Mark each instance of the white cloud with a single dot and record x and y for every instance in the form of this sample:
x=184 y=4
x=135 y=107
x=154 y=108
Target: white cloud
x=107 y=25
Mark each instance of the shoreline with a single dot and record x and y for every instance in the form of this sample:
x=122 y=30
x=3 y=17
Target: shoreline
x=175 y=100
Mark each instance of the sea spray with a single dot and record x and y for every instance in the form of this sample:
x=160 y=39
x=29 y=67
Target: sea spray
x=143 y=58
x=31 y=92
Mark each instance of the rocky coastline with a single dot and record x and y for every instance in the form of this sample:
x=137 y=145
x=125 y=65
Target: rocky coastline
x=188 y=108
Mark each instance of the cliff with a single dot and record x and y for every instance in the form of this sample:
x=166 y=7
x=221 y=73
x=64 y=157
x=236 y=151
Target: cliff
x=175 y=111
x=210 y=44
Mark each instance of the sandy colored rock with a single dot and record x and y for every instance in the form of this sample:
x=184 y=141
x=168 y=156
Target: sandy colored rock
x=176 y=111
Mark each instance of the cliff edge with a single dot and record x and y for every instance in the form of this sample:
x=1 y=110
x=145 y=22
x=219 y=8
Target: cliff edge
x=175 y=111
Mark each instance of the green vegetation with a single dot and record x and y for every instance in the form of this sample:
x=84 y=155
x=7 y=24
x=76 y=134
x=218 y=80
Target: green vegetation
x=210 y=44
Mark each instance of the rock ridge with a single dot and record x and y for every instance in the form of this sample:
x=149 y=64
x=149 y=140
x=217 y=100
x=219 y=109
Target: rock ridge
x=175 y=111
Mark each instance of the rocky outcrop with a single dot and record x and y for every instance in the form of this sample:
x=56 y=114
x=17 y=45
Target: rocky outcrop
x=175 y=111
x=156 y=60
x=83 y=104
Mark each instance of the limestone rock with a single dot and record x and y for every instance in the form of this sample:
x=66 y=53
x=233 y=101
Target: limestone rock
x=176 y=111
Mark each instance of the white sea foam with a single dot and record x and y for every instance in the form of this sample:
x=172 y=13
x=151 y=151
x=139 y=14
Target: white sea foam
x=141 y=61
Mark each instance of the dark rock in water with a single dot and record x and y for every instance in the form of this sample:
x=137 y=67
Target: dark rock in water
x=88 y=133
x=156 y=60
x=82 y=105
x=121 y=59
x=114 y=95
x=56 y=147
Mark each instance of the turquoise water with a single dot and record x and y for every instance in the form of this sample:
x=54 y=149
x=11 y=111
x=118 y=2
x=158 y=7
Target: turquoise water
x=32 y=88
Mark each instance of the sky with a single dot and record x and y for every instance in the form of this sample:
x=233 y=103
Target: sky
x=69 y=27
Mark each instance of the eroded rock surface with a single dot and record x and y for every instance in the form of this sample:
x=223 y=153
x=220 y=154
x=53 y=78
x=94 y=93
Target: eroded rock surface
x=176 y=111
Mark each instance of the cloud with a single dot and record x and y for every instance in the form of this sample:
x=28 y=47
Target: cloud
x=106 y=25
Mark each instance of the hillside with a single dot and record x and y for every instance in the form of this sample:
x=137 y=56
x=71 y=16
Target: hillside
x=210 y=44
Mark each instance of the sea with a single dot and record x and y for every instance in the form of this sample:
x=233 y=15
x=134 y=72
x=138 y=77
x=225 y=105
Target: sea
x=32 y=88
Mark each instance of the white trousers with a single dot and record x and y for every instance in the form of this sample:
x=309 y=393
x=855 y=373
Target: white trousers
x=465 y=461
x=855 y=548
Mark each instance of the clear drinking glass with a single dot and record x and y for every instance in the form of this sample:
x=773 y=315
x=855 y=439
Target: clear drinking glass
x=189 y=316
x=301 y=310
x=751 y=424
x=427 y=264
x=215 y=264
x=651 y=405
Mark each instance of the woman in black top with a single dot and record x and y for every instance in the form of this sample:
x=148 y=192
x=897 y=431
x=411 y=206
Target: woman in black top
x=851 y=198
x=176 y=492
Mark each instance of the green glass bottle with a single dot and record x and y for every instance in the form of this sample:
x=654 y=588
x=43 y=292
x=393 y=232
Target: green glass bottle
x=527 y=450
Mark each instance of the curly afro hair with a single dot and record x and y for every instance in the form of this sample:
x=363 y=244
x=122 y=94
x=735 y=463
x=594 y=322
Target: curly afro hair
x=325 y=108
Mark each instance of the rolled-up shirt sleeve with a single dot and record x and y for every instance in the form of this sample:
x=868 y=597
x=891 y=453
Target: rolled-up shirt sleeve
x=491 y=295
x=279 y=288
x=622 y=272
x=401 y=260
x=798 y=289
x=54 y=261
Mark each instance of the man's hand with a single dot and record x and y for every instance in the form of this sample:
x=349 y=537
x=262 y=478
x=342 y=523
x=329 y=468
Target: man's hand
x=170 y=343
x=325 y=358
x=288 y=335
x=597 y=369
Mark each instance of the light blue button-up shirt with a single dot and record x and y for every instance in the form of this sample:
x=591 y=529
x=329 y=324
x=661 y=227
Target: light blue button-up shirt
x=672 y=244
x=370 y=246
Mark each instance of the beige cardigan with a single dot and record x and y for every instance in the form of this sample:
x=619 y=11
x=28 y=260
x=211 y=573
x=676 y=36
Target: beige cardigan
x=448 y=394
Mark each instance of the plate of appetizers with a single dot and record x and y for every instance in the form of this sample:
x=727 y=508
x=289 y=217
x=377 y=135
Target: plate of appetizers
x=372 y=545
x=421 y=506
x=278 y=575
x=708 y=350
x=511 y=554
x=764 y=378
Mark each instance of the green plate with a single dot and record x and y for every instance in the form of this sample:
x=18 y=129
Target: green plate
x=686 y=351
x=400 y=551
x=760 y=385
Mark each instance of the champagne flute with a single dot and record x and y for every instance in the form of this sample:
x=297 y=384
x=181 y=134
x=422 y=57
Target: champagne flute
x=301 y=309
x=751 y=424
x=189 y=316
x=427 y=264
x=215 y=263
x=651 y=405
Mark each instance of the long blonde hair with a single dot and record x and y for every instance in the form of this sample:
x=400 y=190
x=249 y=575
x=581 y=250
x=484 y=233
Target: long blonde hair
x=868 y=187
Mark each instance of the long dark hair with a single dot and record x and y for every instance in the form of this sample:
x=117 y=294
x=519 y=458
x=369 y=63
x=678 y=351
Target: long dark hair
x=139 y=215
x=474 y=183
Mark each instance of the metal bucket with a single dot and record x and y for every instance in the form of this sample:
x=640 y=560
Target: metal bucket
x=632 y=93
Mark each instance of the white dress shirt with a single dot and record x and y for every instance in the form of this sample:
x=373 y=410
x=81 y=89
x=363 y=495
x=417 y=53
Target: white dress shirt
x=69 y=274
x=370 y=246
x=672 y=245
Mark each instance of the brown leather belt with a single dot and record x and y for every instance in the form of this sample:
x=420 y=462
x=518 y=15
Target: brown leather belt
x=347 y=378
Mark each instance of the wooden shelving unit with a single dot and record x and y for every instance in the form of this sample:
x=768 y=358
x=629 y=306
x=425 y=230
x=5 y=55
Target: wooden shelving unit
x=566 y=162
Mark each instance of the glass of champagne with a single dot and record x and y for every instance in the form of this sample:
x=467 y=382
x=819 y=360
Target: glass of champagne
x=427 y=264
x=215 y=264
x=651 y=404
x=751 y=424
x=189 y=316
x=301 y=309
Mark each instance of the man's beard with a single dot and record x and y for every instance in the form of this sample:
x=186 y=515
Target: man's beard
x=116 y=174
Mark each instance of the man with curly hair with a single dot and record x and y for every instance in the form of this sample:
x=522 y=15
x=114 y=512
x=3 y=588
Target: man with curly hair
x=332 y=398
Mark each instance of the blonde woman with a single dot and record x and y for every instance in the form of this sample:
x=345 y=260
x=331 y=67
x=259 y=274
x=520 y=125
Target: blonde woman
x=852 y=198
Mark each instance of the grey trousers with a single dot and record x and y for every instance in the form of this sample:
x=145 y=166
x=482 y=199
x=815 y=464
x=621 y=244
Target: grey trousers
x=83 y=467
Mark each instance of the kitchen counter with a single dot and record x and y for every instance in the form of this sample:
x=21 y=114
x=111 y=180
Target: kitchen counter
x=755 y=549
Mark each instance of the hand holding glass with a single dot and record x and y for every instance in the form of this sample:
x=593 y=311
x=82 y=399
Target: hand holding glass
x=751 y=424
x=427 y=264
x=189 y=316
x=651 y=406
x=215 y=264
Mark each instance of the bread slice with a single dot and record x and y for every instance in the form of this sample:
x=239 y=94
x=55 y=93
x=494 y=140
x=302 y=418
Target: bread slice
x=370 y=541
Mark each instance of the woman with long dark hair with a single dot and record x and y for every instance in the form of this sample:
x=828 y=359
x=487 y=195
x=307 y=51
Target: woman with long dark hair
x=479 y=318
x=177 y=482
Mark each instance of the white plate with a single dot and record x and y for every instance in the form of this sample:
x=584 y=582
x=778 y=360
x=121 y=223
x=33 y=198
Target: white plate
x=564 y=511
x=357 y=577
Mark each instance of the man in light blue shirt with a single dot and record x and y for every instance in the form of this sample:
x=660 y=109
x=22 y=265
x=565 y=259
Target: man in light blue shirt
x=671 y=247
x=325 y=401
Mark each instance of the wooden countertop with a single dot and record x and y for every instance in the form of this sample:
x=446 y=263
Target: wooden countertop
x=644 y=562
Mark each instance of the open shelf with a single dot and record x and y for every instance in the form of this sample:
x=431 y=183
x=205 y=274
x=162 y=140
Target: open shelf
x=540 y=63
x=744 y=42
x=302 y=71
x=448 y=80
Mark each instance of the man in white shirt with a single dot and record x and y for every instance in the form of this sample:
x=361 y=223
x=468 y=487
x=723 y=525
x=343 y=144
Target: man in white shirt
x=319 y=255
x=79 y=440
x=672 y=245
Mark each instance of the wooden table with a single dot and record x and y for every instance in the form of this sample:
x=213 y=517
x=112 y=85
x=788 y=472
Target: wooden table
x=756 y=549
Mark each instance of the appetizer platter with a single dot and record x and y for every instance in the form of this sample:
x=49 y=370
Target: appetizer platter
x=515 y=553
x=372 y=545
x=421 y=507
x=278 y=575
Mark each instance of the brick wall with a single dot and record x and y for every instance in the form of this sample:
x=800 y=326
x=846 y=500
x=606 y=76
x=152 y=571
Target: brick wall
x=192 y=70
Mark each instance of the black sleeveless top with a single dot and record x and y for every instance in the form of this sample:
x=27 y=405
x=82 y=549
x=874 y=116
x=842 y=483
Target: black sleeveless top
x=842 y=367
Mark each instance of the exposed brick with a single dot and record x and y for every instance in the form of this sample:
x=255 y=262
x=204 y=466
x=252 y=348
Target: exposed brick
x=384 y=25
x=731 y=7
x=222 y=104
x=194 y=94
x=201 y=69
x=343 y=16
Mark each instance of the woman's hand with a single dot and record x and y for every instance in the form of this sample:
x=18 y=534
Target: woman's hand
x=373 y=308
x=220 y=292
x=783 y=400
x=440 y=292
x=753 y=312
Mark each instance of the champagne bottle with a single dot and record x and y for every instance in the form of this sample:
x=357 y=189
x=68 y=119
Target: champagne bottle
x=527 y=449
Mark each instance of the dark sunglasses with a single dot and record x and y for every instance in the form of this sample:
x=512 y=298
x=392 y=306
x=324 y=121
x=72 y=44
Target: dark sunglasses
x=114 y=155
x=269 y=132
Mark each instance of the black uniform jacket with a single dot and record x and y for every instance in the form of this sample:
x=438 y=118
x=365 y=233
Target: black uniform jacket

• [Brief]: Reproduce the records from the first line up to and including the line with "x=188 y=108", switching "sea spray" to "sea foam" and leaving everything else unchanged.

• [Full answer]:
Mark each instance of the white cloud with a single dot and record x and y for every instance in the form of this sample:
x=184 y=4
x=135 y=107
x=154 y=108
Target: white cloud
x=107 y=25
Mark each instance of the shoreline with a single dot and record x and y for every instance in the form of this sample:
x=122 y=30
x=3 y=17
Target: shoreline
x=175 y=100
Mark each instance of the sea foam with a single dot and record x and y for every instance in the form of this sample:
x=160 y=39
x=29 y=67
Target: sea foam
x=143 y=58
x=31 y=92
Mark each instance of the rocky coastline with a single dot and record x and y for every instance in the form of this sample:
x=137 y=145
x=125 y=65
Target: rocky coastline
x=188 y=108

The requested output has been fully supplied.